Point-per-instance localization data

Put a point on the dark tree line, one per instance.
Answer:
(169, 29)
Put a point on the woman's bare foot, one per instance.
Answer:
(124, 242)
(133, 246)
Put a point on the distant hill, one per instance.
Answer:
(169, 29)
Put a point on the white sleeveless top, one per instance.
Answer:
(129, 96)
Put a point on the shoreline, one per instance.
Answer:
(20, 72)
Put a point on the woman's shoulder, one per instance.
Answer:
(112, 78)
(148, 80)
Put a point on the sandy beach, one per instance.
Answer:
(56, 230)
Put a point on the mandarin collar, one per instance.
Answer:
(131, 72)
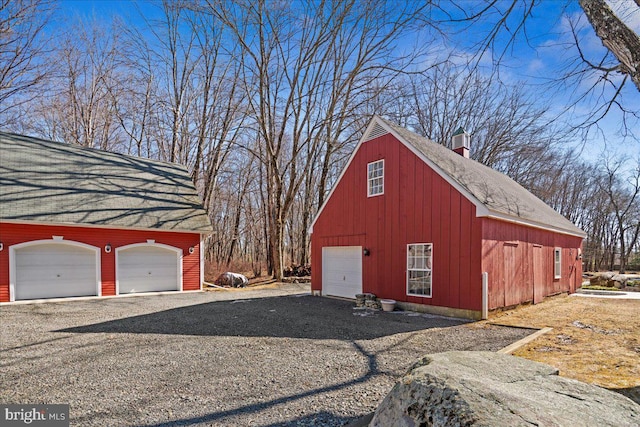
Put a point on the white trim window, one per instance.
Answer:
(557, 263)
(419, 269)
(375, 178)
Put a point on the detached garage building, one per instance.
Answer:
(414, 221)
(82, 222)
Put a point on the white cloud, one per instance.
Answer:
(628, 12)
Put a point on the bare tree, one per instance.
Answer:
(592, 79)
(23, 68)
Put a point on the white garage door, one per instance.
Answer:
(342, 271)
(52, 270)
(147, 269)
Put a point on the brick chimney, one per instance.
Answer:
(460, 142)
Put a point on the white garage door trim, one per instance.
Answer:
(55, 241)
(177, 251)
(342, 271)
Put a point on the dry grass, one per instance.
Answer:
(594, 340)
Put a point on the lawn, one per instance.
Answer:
(594, 340)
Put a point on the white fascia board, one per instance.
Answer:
(528, 223)
(111, 227)
(481, 209)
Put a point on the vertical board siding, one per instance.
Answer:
(519, 261)
(417, 206)
(12, 234)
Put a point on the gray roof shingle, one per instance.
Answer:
(51, 182)
(497, 192)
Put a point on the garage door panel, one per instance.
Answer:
(147, 269)
(55, 270)
(342, 271)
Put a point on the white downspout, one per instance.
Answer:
(485, 295)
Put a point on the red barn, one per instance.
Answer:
(413, 221)
(82, 222)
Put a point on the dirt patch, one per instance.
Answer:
(593, 340)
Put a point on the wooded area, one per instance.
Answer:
(263, 101)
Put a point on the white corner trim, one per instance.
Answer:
(58, 241)
(202, 237)
(362, 140)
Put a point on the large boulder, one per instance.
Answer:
(491, 389)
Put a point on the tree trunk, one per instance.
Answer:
(615, 36)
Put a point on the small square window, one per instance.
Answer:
(557, 263)
(375, 178)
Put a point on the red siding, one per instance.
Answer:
(417, 206)
(11, 234)
(519, 261)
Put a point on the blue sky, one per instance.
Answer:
(536, 58)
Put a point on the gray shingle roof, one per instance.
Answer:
(497, 192)
(51, 182)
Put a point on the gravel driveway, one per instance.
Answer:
(252, 358)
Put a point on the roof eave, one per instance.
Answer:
(534, 224)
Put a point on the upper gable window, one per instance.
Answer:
(375, 174)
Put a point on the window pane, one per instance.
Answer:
(420, 282)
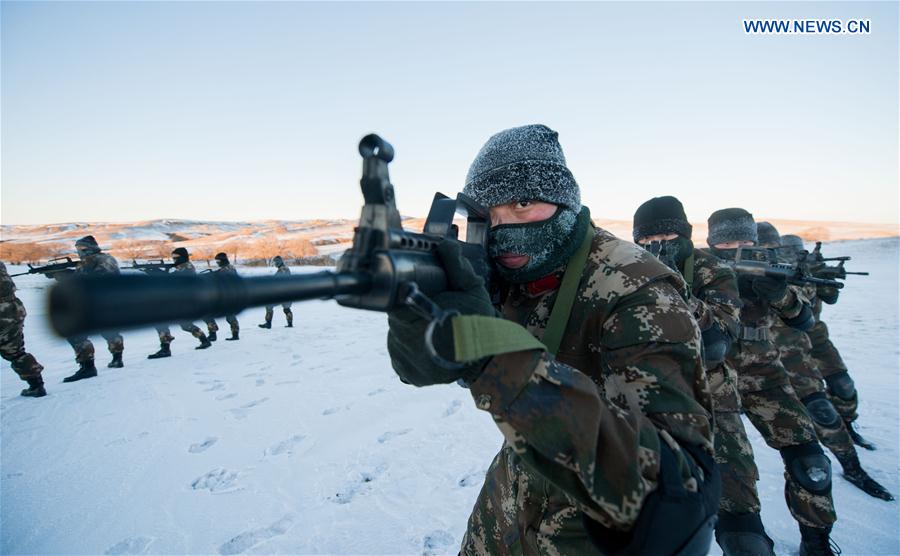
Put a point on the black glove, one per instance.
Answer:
(406, 328)
(769, 289)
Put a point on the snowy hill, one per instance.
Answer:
(303, 440)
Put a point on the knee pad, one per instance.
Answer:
(809, 467)
(822, 411)
(841, 386)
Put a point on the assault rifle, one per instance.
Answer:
(53, 269)
(818, 266)
(758, 261)
(387, 267)
(153, 266)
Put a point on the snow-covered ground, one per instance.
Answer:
(304, 441)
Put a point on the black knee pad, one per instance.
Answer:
(841, 386)
(822, 410)
(808, 466)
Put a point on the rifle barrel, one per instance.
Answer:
(87, 304)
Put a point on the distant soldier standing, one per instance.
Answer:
(282, 269)
(182, 265)
(767, 397)
(12, 338)
(93, 261)
(226, 267)
(661, 227)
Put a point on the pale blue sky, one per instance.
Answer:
(247, 111)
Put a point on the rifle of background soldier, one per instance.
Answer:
(385, 267)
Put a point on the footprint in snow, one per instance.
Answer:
(453, 408)
(131, 545)
(437, 542)
(202, 446)
(217, 481)
(285, 446)
(392, 434)
(249, 539)
(357, 486)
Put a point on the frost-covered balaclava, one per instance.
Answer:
(527, 164)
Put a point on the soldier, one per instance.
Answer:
(282, 269)
(93, 261)
(182, 265)
(224, 266)
(763, 383)
(12, 338)
(661, 227)
(795, 350)
(840, 388)
(607, 423)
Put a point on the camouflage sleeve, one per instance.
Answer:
(558, 422)
(719, 302)
(652, 360)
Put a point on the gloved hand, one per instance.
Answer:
(769, 289)
(465, 293)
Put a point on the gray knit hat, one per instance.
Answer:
(522, 164)
(733, 224)
(767, 233)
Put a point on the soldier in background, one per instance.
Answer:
(93, 261)
(768, 398)
(226, 267)
(795, 350)
(182, 265)
(284, 270)
(12, 338)
(661, 227)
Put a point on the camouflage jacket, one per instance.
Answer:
(582, 430)
(98, 263)
(184, 268)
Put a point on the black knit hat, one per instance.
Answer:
(522, 164)
(767, 233)
(88, 243)
(660, 215)
(732, 224)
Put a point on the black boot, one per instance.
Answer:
(816, 542)
(86, 370)
(164, 351)
(35, 388)
(858, 438)
(743, 535)
(204, 342)
(854, 473)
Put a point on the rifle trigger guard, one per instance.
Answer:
(436, 316)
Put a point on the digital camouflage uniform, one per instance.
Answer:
(716, 301)
(12, 338)
(284, 270)
(165, 336)
(769, 400)
(96, 263)
(628, 375)
(230, 319)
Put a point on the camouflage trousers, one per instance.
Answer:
(734, 454)
(829, 362)
(287, 312)
(795, 349)
(84, 349)
(772, 406)
(166, 338)
(12, 348)
(213, 326)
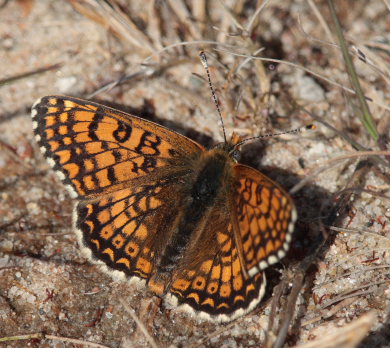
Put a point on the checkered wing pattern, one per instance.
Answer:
(265, 217)
(216, 283)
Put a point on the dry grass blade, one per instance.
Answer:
(110, 15)
(309, 71)
(22, 76)
(139, 323)
(327, 165)
(348, 336)
(184, 16)
(363, 111)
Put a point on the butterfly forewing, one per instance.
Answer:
(265, 214)
(99, 150)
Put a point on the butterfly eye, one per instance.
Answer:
(236, 155)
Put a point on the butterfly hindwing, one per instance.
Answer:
(215, 284)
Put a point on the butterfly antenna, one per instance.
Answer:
(292, 131)
(203, 59)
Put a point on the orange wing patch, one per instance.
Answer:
(98, 149)
(265, 215)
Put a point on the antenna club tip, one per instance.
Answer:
(310, 126)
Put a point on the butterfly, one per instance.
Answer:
(193, 224)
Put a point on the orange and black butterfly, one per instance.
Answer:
(194, 224)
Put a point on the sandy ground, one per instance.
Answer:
(47, 287)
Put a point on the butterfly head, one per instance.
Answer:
(232, 147)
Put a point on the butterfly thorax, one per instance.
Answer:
(213, 170)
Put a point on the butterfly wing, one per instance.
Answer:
(96, 149)
(255, 221)
(265, 217)
(124, 171)
(215, 286)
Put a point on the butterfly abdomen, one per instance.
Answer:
(203, 193)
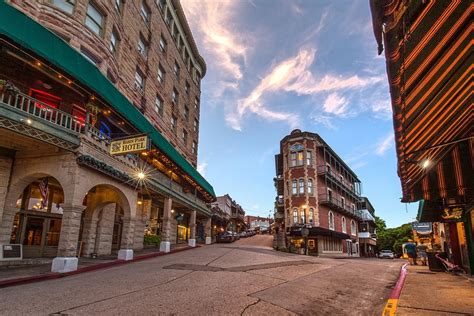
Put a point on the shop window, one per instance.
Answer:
(65, 5)
(94, 19)
(331, 220)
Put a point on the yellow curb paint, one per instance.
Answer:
(390, 307)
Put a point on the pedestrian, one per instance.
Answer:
(410, 250)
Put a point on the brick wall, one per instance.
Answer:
(121, 66)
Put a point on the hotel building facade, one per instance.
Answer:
(318, 192)
(75, 76)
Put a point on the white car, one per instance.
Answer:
(386, 254)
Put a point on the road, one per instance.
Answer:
(243, 278)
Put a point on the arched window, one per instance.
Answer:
(353, 228)
(295, 216)
(311, 215)
(331, 220)
(310, 186)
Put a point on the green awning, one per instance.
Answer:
(31, 35)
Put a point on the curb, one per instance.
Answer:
(99, 266)
(392, 303)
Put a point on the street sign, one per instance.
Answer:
(130, 145)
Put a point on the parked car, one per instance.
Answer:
(386, 254)
(225, 237)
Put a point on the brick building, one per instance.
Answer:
(318, 191)
(75, 76)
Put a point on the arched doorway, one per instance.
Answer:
(37, 224)
(102, 224)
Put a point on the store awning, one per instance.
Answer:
(32, 36)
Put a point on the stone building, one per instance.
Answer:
(75, 76)
(316, 190)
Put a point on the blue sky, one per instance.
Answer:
(276, 65)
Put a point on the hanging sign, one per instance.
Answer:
(130, 145)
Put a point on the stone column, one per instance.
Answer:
(192, 230)
(208, 231)
(66, 259)
(165, 244)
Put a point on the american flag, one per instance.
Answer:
(43, 186)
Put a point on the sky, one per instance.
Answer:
(277, 65)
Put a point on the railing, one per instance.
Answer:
(39, 110)
(323, 170)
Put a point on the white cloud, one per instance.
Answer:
(293, 75)
(384, 145)
(201, 168)
(335, 104)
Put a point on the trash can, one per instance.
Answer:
(434, 263)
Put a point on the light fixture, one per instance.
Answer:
(426, 163)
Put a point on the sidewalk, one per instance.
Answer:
(20, 274)
(436, 293)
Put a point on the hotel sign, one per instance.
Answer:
(130, 145)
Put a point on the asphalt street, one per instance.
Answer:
(243, 278)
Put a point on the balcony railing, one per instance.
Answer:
(323, 170)
(35, 109)
(336, 203)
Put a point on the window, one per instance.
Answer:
(174, 96)
(310, 186)
(176, 69)
(159, 105)
(145, 12)
(196, 104)
(293, 159)
(303, 216)
(161, 74)
(301, 191)
(142, 46)
(184, 137)
(118, 5)
(300, 158)
(139, 83)
(65, 5)
(331, 220)
(163, 44)
(187, 87)
(173, 123)
(114, 39)
(353, 228)
(295, 216)
(94, 19)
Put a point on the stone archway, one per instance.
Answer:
(106, 218)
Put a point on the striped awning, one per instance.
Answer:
(428, 50)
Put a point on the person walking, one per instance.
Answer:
(410, 250)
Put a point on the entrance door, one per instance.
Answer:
(33, 236)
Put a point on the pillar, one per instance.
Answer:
(192, 230)
(66, 259)
(208, 231)
(165, 244)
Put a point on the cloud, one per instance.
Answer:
(201, 168)
(384, 145)
(212, 20)
(293, 75)
(335, 104)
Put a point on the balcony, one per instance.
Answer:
(337, 204)
(331, 175)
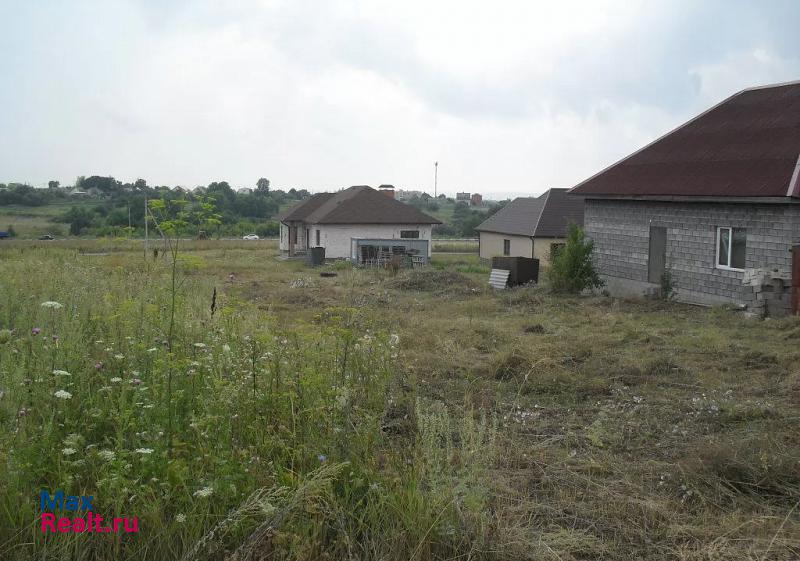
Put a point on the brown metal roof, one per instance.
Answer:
(547, 215)
(356, 205)
(299, 211)
(746, 146)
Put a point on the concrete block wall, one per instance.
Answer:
(621, 233)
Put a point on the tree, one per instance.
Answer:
(572, 270)
(79, 219)
(262, 186)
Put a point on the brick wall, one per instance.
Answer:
(621, 230)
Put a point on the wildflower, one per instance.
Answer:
(204, 492)
(107, 455)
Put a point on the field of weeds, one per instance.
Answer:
(288, 415)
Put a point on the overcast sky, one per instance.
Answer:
(509, 97)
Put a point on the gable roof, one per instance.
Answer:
(547, 215)
(746, 146)
(356, 205)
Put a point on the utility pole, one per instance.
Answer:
(145, 228)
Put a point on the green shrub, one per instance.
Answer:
(572, 269)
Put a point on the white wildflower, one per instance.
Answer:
(204, 492)
(107, 455)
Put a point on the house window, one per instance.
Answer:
(555, 249)
(731, 244)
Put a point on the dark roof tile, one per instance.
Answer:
(746, 146)
(547, 215)
(356, 205)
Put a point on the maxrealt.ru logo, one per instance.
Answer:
(89, 522)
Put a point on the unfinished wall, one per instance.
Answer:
(492, 245)
(621, 233)
(521, 246)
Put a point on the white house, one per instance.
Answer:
(354, 222)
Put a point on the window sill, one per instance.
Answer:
(724, 268)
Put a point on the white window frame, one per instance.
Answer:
(730, 248)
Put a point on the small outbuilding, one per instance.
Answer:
(531, 226)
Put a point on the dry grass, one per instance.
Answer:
(624, 429)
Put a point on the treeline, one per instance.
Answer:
(464, 219)
(102, 206)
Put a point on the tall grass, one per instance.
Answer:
(256, 410)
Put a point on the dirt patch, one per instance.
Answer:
(434, 281)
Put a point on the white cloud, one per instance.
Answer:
(509, 97)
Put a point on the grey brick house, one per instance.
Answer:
(716, 202)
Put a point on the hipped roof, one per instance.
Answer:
(356, 205)
(746, 146)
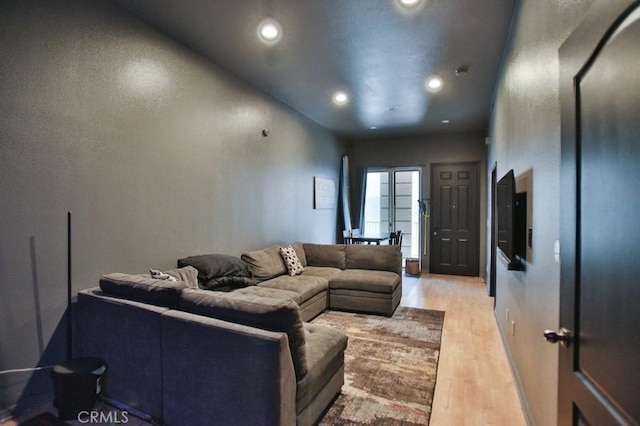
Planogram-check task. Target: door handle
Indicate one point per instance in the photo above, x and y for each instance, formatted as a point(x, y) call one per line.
point(563, 336)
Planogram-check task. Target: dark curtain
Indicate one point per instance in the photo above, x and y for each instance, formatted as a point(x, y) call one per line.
point(358, 191)
point(344, 193)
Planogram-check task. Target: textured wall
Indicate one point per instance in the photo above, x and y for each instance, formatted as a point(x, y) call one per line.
point(155, 151)
point(525, 136)
point(424, 151)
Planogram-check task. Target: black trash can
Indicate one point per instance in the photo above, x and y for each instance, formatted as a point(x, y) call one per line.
point(76, 386)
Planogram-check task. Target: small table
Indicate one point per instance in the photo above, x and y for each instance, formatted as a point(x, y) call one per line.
point(369, 239)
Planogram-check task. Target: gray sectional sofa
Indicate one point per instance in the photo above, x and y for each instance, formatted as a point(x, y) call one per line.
point(187, 355)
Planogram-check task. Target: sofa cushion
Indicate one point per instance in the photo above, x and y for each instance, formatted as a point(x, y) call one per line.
point(378, 258)
point(325, 355)
point(255, 311)
point(305, 286)
point(266, 263)
point(143, 289)
point(321, 271)
point(274, 293)
point(366, 280)
point(331, 255)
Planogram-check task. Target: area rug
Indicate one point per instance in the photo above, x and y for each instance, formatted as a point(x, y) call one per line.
point(390, 367)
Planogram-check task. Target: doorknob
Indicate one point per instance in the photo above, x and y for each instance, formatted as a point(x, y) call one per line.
point(563, 336)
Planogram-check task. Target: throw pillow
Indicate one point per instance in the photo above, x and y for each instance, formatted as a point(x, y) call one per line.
point(159, 275)
point(188, 274)
point(291, 260)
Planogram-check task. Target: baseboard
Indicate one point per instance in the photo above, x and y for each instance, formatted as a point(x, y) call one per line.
point(516, 377)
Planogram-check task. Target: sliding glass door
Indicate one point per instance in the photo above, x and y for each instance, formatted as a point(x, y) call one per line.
point(391, 204)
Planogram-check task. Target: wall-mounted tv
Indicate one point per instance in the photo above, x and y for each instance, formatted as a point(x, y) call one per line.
point(512, 221)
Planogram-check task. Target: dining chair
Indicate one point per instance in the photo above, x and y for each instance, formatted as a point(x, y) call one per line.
point(395, 238)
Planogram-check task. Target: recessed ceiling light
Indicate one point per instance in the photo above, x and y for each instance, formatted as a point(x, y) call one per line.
point(269, 31)
point(409, 3)
point(434, 83)
point(340, 98)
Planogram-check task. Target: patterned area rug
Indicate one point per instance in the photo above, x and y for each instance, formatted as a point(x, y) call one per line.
point(390, 367)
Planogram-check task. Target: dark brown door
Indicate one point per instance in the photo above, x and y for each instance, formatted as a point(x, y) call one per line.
point(599, 382)
point(455, 219)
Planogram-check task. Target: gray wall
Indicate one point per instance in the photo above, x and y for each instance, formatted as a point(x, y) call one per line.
point(411, 151)
point(157, 153)
point(525, 136)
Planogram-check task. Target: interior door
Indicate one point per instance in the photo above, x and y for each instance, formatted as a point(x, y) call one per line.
point(599, 381)
point(455, 219)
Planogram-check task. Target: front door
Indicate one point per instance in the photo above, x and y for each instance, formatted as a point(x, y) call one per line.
point(455, 219)
point(599, 382)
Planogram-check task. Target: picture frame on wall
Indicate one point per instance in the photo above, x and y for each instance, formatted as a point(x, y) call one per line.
point(324, 193)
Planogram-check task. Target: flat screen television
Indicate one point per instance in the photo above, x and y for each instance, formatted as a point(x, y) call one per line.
point(512, 221)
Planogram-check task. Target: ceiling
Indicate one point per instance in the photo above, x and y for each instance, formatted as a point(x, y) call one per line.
point(377, 51)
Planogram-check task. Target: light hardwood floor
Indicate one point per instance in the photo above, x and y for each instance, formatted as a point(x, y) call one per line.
point(474, 384)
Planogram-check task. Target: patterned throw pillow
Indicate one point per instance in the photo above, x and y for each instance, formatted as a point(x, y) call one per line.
point(159, 275)
point(294, 266)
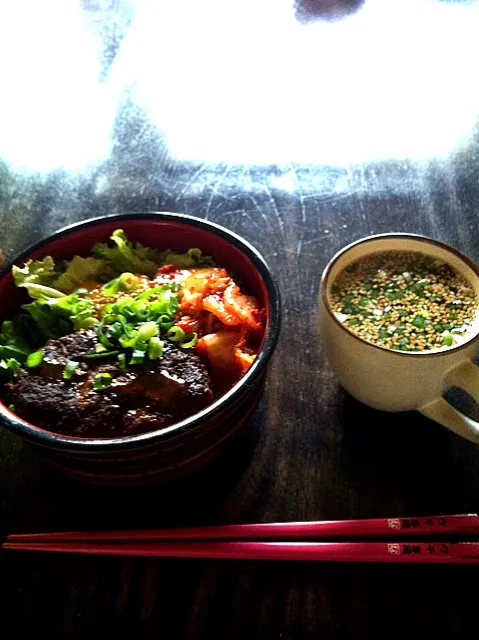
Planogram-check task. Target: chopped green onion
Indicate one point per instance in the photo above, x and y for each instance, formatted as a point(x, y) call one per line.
point(111, 288)
point(141, 309)
point(150, 292)
point(191, 343)
point(127, 342)
point(101, 354)
point(419, 322)
point(176, 334)
point(34, 359)
point(122, 362)
point(155, 348)
point(101, 336)
point(138, 357)
point(128, 281)
point(70, 369)
point(140, 345)
point(9, 365)
point(148, 330)
point(102, 381)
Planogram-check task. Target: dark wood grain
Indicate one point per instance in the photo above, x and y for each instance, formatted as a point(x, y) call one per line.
point(313, 452)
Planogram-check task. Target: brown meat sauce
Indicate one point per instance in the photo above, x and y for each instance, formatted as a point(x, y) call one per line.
point(144, 398)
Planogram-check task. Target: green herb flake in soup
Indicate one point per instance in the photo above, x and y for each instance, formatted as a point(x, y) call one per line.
point(404, 300)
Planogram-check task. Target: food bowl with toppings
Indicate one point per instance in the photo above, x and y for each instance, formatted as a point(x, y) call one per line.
point(134, 348)
point(399, 321)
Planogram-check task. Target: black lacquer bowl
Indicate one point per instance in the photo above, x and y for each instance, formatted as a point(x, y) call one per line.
point(188, 445)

[AIM OF THE EXERCISE] For the records above, state how many lines contain "gray". Add nothing to the number.

[TASK OUTPUT] 5